▸ Text provided:

# # # # # # #

Soon after this Court's December 21, 1999 ruling, the Interior defendants notified both this Court and the United States Court of Appeals for the District of Columbia Circuit (Court of Appeals) of their intentions regarding the historical accounting.

On January 5, 2000, the Interior defendants filed with the Court of Appeals a "Corrected Petition for Permission to Appeal Pursuant to 28 U.S. C. Sec. 1292(b)." In that petition, defendants asked for the right to appeal based in part on the argument that the district court's imposition of "new duties" (i.e.; an historical accounting and related records location and retention) contravened the limits of its authority under the APA and ignored that Congress gave Interior and not the courts the authority to flesh out the general contours of the 1994 Act, id. at 19. Defendants argued that this court went too far in determining a key parameter of the accounting -- that it must be completed without regard to when the funds were deposited, id. at 17. Counsel for the Interior defendants also noted at page 13 that:

"In addition, we have been informed by Interior that it will implement a process under the APA to meet its remaining obligations regarding reconciliation and accounting, including interpretation of the Act to specify in greater detail the nature and scope of these obligations and determination of reasonable and appropriate methods to meet them. That process will include consultation with Indian Tribes, an opportunity for comment by account beneficiaries and the public, and will commence with a notice published in the Federal Register on or before March 1, 2000"

# # # # # # #

▸ What this exercise asks:
**1)** In the court excerpt, what argument did the Interior defendants give in their petition for permission to appeal? Answer in one to three sentences.
**2)** Please echo the court excerpt word for word, starting with "Soon after this" and going on through "the historical accounting.".

▸ Data provided:
# # # # # # #

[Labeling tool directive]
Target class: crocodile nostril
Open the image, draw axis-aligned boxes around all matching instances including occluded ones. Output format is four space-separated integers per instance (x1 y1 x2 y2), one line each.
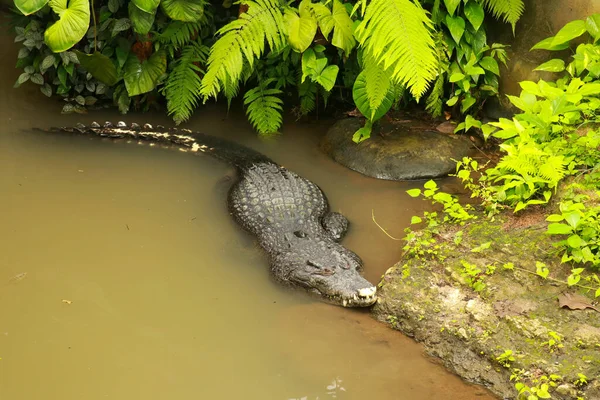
358 286 377 298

# # # # # # #

▸ Solution set:
**1)** They argued that the district court's imposition of "new duties," an historical accounting and related records location and retention, went beyond the limits of its authority under the APA. They also argued that it ignored that Congress gave Interior, not the courts, the authority to flesh out the general contours of the 1994 Act.

**2)**
Soon after this Court's December 21, 1999 ruling, the Interior defendants notified both this Court and the United States Court of Appeals for the District of Columbia Circuit (Court of Appeals) of their intentions regarding the historical accounting.